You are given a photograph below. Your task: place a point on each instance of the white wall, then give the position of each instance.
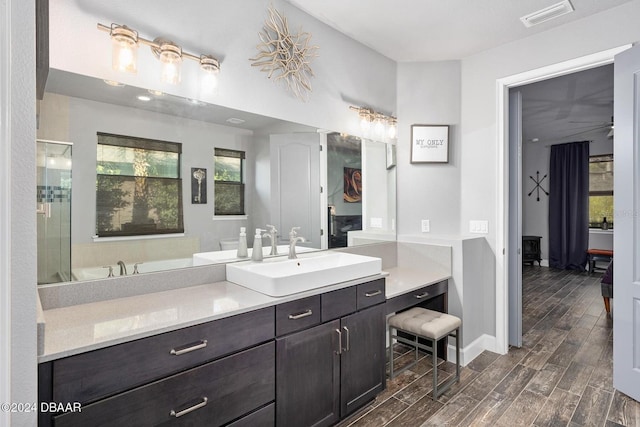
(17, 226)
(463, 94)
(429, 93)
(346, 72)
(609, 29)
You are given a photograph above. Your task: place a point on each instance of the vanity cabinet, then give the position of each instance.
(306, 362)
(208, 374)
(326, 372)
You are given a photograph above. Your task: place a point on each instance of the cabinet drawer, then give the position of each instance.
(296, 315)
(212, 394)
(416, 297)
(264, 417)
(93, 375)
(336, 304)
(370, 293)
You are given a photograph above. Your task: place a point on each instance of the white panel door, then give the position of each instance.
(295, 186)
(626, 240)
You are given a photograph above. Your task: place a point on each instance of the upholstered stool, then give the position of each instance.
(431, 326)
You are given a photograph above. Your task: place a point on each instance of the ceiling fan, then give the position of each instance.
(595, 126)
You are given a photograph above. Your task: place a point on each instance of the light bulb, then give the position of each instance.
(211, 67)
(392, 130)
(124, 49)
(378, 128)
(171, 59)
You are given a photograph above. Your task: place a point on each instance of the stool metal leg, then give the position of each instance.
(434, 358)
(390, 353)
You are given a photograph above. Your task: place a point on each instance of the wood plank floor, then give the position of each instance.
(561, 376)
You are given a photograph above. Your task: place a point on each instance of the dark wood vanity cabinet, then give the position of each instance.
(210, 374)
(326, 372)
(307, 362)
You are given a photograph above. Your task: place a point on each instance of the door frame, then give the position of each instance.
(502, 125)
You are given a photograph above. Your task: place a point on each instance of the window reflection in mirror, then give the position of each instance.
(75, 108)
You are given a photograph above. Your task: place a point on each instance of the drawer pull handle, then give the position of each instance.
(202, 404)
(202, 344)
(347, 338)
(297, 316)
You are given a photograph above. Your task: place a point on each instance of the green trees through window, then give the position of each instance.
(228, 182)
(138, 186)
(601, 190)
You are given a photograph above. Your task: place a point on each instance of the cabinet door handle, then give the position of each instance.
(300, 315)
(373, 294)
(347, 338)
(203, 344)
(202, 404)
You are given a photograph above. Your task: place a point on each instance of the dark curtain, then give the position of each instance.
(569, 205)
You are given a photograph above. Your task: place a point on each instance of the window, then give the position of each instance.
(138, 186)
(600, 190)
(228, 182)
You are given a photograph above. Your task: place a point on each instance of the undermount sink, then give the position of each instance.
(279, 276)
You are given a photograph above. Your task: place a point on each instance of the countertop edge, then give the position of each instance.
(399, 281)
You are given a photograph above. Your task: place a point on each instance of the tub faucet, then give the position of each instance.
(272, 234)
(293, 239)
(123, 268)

--

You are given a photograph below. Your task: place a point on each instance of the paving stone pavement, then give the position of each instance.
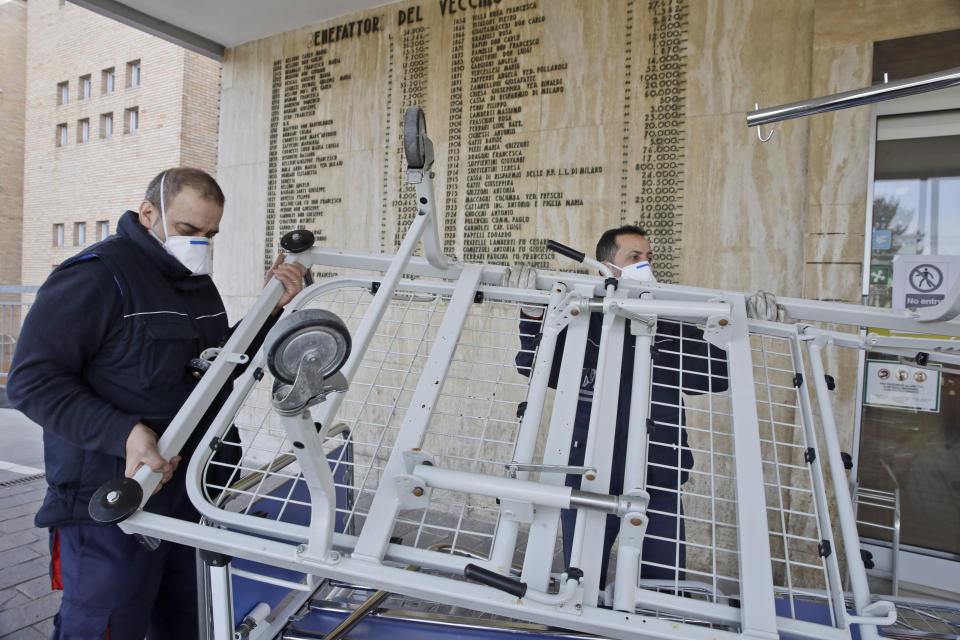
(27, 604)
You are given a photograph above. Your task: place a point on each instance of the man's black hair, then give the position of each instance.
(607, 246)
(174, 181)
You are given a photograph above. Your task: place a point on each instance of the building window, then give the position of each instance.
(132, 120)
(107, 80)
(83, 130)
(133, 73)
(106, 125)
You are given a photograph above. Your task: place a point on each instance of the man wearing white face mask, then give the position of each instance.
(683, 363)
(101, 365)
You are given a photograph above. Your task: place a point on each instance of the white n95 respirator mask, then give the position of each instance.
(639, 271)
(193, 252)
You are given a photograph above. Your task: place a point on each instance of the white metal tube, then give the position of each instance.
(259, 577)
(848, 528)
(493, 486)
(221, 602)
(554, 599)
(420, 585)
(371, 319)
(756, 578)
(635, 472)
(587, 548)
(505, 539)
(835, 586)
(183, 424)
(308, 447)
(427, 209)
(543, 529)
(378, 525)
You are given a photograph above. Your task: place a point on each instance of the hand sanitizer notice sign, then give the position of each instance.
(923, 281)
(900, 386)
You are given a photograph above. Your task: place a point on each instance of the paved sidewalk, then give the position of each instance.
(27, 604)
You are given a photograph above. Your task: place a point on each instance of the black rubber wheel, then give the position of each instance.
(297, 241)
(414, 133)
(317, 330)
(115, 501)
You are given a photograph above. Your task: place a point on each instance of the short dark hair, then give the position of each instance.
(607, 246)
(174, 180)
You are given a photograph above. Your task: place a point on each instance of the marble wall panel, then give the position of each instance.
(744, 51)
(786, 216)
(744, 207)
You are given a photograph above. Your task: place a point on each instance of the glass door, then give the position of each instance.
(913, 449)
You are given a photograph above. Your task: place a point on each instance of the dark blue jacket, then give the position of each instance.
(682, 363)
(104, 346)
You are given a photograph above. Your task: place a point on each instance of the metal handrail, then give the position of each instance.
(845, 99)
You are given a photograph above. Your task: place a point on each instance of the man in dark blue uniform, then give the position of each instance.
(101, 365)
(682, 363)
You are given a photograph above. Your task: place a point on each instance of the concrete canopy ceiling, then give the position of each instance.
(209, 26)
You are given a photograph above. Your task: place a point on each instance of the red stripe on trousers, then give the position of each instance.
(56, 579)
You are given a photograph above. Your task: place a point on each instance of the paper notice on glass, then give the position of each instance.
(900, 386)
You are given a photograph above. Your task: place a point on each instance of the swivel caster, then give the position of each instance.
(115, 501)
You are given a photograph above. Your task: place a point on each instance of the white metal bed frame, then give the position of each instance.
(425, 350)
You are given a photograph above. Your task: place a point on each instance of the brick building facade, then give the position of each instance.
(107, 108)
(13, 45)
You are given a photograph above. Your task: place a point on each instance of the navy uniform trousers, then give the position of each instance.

▶ [TASK DIRECTIONS]
Once the line with "of the glass" is found in the records above, print exactly that line and every line after it through the line with "of the navy".

▶ [ANSWER BELOW]
You are given a photograph above. Your task: place a point on each instance of the glass door, then give the position of each instance.
(913, 449)
You are given a photograph above. Your task: place a point on each instance of the dark blue jacket, then give the position of each instance.
(682, 363)
(104, 346)
You are given a photograph above. Your task: place a point on each instance of the metal handrail, then give the position of each instance.
(845, 99)
You are given a photograph above. Your task: place a point on each instance of the man in dark blue uniform, then give the position of each instance.
(101, 365)
(682, 363)
You are given a photograph above. Your task: place a point on each instance of the concrete canopy ceiling, then give the position of each instance.
(209, 26)
You are given a photograph above. Your task: place a point on each instance of the red stripe on trousers, then give the position of each instance.
(56, 579)
You are given a photograph above. Your task: place a point on each instance of the paper notice on glass, then give the position of each instance.
(900, 386)
You are given a photograph above. Your task: place a point on each instance of the swivel caster, then give the position of each instance.
(115, 501)
You are given a photograph above. Your task: place a point on each instance of the white metal bed frame, then give the position of each instance.
(425, 350)
You are given a photograph above. Your task: place a point on each instance of the brick building facade, then give the position of each instance.
(107, 108)
(13, 45)
You are given a photograph above. Your task: place a point on each instance of the navy uniform trousers, then give the position of each instance.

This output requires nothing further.